[CHALLENGE] Copy out the records below, replacing every "takes a single dot" with "is marked with one point" and leaving everything else unchanged. Omit the pictures from your answer.

[PROVIDED RECORDS]
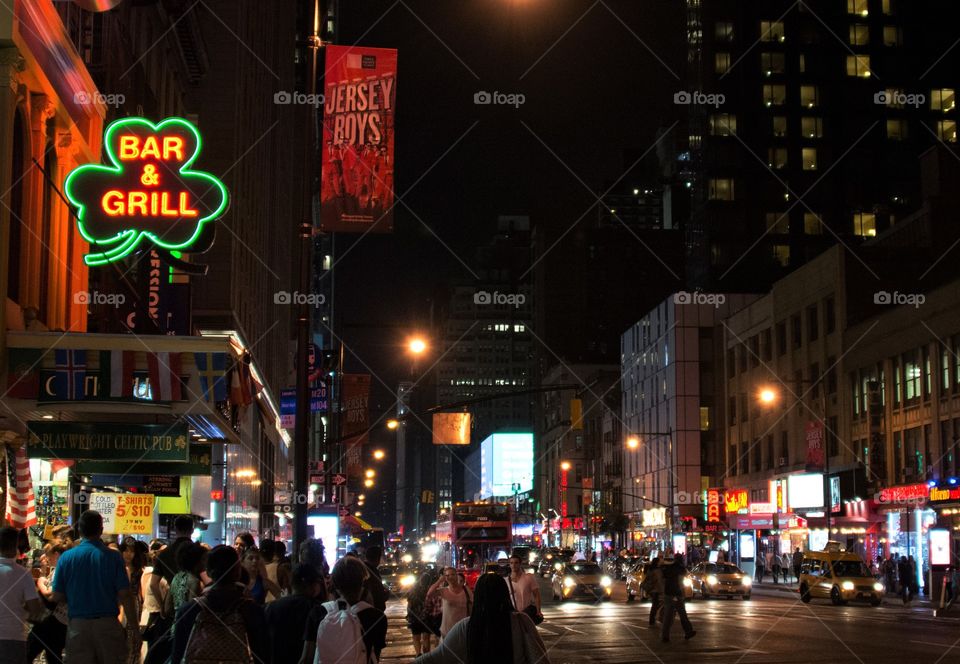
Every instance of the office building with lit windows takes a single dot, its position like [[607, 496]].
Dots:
[[805, 122]]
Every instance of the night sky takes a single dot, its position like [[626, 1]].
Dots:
[[596, 92]]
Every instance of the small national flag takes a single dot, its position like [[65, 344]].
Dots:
[[212, 368], [71, 373], [116, 372], [21, 507], [165, 376], [23, 375]]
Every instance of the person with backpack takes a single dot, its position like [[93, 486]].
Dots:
[[346, 630], [222, 625], [493, 632], [376, 593], [456, 599], [287, 617]]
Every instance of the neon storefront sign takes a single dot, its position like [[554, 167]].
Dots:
[[148, 191]]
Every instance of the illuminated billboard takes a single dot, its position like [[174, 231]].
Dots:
[[805, 491], [506, 464]]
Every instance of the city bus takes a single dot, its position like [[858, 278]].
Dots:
[[471, 535]]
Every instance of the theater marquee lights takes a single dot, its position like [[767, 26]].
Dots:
[[147, 191]]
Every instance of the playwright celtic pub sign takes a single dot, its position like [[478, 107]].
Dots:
[[148, 191]]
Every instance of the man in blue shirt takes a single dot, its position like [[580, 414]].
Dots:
[[93, 581]]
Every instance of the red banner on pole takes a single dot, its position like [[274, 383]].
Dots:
[[815, 448], [356, 194]]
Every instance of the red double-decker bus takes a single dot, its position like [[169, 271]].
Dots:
[[474, 534]]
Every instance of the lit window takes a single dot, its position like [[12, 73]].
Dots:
[[721, 189], [772, 31], [897, 130], [809, 96], [772, 63], [724, 31], [858, 7], [943, 99], [811, 127], [859, 35], [864, 224], [779, 126], [722, 62], [723, 124], [858, 65], [778, 223], [781, 254], [777, 158], [892, 36], [947, 131], [774, 95]]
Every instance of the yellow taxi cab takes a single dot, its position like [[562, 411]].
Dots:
[[838, 575], [720, 580]]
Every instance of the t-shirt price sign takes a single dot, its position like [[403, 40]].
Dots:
[[124, 513]]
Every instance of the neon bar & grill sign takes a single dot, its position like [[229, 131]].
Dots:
[[147, 191]]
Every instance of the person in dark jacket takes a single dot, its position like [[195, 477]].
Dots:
[[673, 573], [223, 567]]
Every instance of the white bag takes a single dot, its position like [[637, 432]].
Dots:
[[340, 636]]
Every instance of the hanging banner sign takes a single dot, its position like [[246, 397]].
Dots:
[[356, 194], [147, 192], [124, 513]]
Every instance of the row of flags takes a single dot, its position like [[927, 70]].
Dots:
[[115, 373]]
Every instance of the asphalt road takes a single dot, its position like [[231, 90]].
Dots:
[[773, 627]]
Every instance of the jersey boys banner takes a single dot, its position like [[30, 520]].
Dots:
[[358, 136]]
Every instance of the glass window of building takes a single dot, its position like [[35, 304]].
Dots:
[[864, 224], [858, 65], [812, 224], [777, 158], [942, 99], [721, 62], [897, 129], [772, 63], [721, 189], [779, 126], [809, 96], [947, 131], [811, 127], [772, 31], [892, 35], [859, 34], [778, 222], [723, 124], [781, 254], [858, 7], [774, 95], [724, 31]]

[RESPONSE]
Every instance of the office building with lit windows is marked with one point, its position like [[607, 496]].
Dots:
[[805, 122]]
Every instance of the night sky is marked with one point, its position like [[626, 1]].
Dots:
[[596, 92]]
Every instance of the small national flag is marked with one point, its position like [[65, 344]].
Dots:
[[212, 368], [71, 373], [116, 372], [21, 507], [165, 376], [23, 375]]
Every instance of the person with backpack is marked with one point, its position like [[93, 486]].
Dots:
[[346, 630], [222, 625], [493, 632], [376, 593], [456, 599], [287, 617]]
Every instance of the neon storefront sign is marked with one point, its position like [[554, 167]].
Dots:
[[148, 191]]
Every instance of the illuminated billboard is marked with one point, its position like [[174, 231]].
Dots:
[[805, 491], [506, 464]]
Every instance of the city bus is marked with one point, its position like [[858, 278]].
Dots:
[[471, 535]]
Every instance of the theater marquee lights is marked with one point, its position like [[767, 26]].
Dots:
[[147, 191]]
Every instance of the playwright celtic pub sign is marked with one point, its position like [[478, 107]].
Dots:
[[148, 191]]
Every instance of the man in blue shirt is marked with one point, its position like [[580, 414]].
Dots:
[[93, 581]]
Every instance of the red banner on pole is marked with one point, its position like [[274, 383]].
Dots:
[[815, 448], [356, 194]]
Every instance of the red double-decker bus is marked with one point, its position like [[169, 271]].
Dots:
[[474, 534]]
Every instance of the lit window is marked with one point, its position like [[12, 73]].
Dots:
[[721, 189], [772, 31], [897, 130], [809, 96], [772, 63], [724, 31], [858, 7], [943, 99], [811, 127], [859, 35], [864, 224], [779, 126], [722, 62], [723, 124], [858, 65], [778, 223], [781, 254], [777, 158], [892, 36], [947, 131], [774, 95]]
Every instance of the yellow taxi cab is marked with one point, its position like [[562, 411]].
Dots:
[[838, 575], [720, 580]]
Every instance of the t-shirt price sign is marked with one point, its position like [[403, 40]].
Dots:
[[124, 513]]
Every instance of the neon bar & grill sign is marked with one point, its position like [[229, 131]].
Dots:
[[147, 191]]
Every instance of the person in dark jacket is marked with one point, its position like [[195, 477]].
Dots:
[[673, 573], [223, 567]]
Every instance of the white bag is marked with one point, its position like [[637, 432]].
Dots:
[[340, 636]]
Every instance of the hanging banner sign is marked with one point, its position like [[246, 397]].
Dots:
[[356, 194], [147, 192], [124, 513]]
Every instance of the row of flags is marked with one point, its position like [[927, 70]].
Dots:
[[115, 373]]
Every instance of the asphalt road is marked with one point, its position like [[231, 90]].
Dots:
[[773, 627]]
Every instance of the jersey boys banner is marked with one point, its position like [[30, 520]].
Dots:
[[358, 136]]
Every instance of the glass window of building is marked with one point, its position like [[35, 304]].
Dots:
[[864, 224], [858, 65], [812, 224], [777, 158], [942, 99], [721, 62], [897, 129], [772, 63], [721, 189], [779, 126], [809, 96], [947, 131], [811, 127], [772, 31], [892, 35], [859, 34], [778, 222], [723, 124], [781, 254], [858, 7], [774, 95], [724, 31]]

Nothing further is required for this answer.